AIM OF THE EXERCISE: Please rewrite the entries starting with the line containing "target | number 28 decal" and going on through the end of the entries, keeping each line as is, and shift every point coordinate by adding 143 to both of its numbers.

DATA RECORDS:
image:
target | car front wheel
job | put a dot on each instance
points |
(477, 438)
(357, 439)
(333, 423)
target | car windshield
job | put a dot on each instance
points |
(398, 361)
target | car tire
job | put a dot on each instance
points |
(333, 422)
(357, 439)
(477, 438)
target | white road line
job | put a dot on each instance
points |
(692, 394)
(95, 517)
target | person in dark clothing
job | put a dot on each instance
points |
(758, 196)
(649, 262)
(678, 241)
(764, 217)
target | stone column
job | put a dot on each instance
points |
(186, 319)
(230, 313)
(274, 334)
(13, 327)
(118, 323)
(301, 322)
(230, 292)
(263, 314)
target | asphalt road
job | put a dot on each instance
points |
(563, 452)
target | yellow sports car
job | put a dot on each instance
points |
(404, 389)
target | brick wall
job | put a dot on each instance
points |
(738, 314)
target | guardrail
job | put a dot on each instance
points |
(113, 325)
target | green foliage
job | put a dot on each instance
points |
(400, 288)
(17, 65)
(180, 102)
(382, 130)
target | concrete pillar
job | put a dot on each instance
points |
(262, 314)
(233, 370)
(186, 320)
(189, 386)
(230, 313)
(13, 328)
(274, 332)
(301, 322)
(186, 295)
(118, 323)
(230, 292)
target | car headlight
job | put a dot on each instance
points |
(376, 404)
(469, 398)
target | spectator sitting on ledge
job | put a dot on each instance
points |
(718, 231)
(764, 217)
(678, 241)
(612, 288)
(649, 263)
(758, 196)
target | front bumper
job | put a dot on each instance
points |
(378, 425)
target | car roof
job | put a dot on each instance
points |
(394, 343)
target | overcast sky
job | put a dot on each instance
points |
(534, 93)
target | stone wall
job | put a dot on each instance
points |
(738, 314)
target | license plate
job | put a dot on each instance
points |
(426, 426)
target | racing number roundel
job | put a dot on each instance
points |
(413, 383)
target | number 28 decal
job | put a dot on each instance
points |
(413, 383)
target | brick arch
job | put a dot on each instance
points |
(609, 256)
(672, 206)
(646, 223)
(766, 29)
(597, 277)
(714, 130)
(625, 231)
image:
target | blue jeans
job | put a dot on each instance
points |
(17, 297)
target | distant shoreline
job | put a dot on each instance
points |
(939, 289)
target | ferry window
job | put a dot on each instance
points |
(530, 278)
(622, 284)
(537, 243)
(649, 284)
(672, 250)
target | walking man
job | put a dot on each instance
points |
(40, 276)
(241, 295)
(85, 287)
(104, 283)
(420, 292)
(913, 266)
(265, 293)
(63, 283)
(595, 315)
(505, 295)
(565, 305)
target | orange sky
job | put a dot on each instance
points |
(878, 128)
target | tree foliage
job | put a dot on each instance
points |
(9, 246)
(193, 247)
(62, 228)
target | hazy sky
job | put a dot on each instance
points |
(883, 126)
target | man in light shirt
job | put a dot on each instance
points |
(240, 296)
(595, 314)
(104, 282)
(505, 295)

EXERCISE SOLUTION:
target | number 28 decal
job | put a dot on each instance
points |
(556, 526)
target | brick arch
job | put a dot on each instance
points |
(752, 399)
(815, 349)
(789, 366)
(909, 172)
(740, 420)
(857, 273)
(768, 374)
image:
target | blue jeans
job | put a dot on each instance
points |
(160, 440)
target | distant shoreline
job | put a dot on each instance
points |
(1082, 432)
target | ferry window
job | put a dot on each instance
points |
(673, 421)
(765, 427)
(680, 386)
(792, 427)
(815, 393)
target | walking man
job | put a dot on each instance
points |
(183, 419)
(384, 438)
(228, 430)
(247, 426)
(563, 435)
(1056, 409)
(408, 436)
(206, 426)
(738, 458)
(648, 438)
(708, 448)
target | orange sky
job | put a dot on each instance
points |
(1021, 271)
target | tree foliage
job | put a dot on each instance
points |
(152, 389)
(336, 390)
(205, 371)
target | hazy sky
job | put a dot on each instance
points |
(1026, 269)
target | man in light shirt
job | put a dot on each instance
points |
(383, 439)
(738, 457)
(247, 425)
(648, 438)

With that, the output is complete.